## [INSTRUCTIONS]
**1)** Answer these questions from the fruit beer article below:
(a) Which market research group reported the growth in fruit beer sales?
(b) Which brewery launched Wheat Watchers, and what fruit flavors it?
(c) How many flavored beers does Tesco sell now?
**2)** Write the next part of the article below on the fruit beer sales boom, starting after its final sentence.

## [TEXT SHOWN]
Content starts
Big surge in fruit beer sales: up 80%
Added: Monday, July 30th 2012
Fruit-flavoured beers are enjoying a great boom in Britain according to the market research group AC Nielsen. Sales grew by a remarkable 80% over the past year, making it the fastest-growing sector of the British beer market.
As well as imported fruit beers – mainly from Belgium – British brewers are also turning their hand to producing beers made with the addition of such fruits as cherries, raspberries and strawberries. This month saw the launch of Wheat Watchers, a raspberry-flavoured beer from Brewsters Brewery in Grantham, Lincs (see post below).
And spirit-flavoured brews such as rum, bourbon and tequila are adding to the trend. The fruit-flavoured sector is expected to grow even faster. According to Marston’s Premium Bottled Ale Report, published in June, flavoured beers account for 12% of the traditional PBA sector, which is worth around £470 million annually.
Two years ago, Tesco stocked just four flavoured beers but the chain now sells 16. Sales have trebled during that period. Tesco’s specialist beer buyer Chiara Nesbitt says: “The boom for flavoured beer has its roots in the recent ale and cider revivals. Over the past five or so years we have seen British drinking tastes diversify. The massive growth of ale with all its complex flavours and the cider revival are the best examples of this, as drinkers seek out different and more interesting flavours.”
Content ends
## [SUPPLIED ENTRIES]
Content starts
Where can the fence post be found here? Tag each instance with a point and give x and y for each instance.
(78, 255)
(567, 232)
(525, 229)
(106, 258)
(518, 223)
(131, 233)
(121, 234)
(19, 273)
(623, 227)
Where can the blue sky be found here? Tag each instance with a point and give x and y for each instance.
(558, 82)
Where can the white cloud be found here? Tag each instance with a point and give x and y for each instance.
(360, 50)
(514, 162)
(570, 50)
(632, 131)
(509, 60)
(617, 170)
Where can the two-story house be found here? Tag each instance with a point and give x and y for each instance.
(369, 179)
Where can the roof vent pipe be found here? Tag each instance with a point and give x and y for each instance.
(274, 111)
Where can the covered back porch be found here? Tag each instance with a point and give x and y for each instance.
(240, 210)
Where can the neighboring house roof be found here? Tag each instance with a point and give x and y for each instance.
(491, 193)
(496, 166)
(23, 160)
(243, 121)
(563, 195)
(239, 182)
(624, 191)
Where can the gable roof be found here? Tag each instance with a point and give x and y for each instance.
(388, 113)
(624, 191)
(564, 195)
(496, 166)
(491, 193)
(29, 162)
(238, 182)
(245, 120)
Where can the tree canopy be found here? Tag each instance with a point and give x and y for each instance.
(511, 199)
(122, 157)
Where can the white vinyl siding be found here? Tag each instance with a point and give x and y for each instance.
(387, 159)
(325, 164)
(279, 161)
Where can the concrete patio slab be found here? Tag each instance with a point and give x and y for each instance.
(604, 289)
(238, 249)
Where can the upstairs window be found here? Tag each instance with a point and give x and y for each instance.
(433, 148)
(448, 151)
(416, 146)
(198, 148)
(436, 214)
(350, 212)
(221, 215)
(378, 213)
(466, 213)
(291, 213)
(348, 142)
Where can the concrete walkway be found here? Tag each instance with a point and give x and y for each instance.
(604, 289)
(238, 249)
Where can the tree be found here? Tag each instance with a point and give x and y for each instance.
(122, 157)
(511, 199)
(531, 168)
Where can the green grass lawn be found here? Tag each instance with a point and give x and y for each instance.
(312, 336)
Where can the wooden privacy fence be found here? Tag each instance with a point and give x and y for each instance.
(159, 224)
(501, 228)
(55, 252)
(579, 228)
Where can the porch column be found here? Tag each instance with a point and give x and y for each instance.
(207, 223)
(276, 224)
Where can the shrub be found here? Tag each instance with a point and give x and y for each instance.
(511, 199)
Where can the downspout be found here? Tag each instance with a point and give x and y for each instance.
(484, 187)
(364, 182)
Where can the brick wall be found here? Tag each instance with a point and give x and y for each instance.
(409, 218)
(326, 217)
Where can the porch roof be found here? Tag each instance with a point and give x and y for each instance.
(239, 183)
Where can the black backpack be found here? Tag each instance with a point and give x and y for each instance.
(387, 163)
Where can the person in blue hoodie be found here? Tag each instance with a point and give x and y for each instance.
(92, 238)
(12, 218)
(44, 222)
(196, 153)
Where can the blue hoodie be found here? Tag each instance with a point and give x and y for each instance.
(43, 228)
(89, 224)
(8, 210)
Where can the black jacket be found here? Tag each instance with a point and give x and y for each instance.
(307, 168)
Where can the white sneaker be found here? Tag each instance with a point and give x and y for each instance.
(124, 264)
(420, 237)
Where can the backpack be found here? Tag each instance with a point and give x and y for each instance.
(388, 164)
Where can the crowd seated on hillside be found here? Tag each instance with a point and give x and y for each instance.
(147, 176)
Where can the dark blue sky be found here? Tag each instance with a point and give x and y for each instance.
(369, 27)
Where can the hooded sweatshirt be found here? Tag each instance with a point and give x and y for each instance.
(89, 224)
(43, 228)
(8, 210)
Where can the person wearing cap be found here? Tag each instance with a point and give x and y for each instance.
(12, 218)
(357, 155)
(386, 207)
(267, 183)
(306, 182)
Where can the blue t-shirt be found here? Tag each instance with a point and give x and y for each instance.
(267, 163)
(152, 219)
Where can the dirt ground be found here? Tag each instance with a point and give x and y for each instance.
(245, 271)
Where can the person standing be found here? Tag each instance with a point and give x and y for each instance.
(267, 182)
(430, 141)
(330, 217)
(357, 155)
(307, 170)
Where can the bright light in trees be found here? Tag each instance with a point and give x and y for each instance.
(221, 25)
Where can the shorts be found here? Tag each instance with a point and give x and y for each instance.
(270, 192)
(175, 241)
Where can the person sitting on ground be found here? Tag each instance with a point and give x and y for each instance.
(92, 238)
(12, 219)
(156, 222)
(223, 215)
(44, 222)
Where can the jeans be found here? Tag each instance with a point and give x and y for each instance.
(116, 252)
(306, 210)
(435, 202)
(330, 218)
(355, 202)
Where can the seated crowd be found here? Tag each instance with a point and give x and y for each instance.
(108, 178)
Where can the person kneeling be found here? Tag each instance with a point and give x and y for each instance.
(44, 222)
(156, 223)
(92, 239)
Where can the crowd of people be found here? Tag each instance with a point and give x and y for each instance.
Content ends
## [RESULTS]
**1)**
(a) AC Nielsen
(b) Brewsters Brewery in Grantham, Lincs; raspberry
(c) 16

**2)**
The inspiration for fruit beers comes from Belgium. Lambic and gueuze beers are one of the world’s oldest beer styles and are made by spontaneous fermentation. When a mash of barley and wheat malts with hops has been made, it’s left in the brewery attic in an open pan or cool ship. Windows are opened and wild yeast spores in the atmosphere enter and attack the sugars in the sweet extract.
Once fermentation is under way, the liquid is transferred to giant wooden vessels where natural bacteria in the wood continue to attack the sugars. Lambic is aged for at least a year; gueuze is a blend of old and young lambics. Fruit lambics are the result of adding cherries or raspberries in the oak vessels: the natural sugars in the fruit create a further fermentation. Cherry lambic is known as kriek, the raspberry version is called either framboise or frambozen. As the fruit sugars turn to alcohol, the finished beers are dry and quenching, not sweet.
In Britain, most producers of fruit beer add the fruit during the copper boil with hops.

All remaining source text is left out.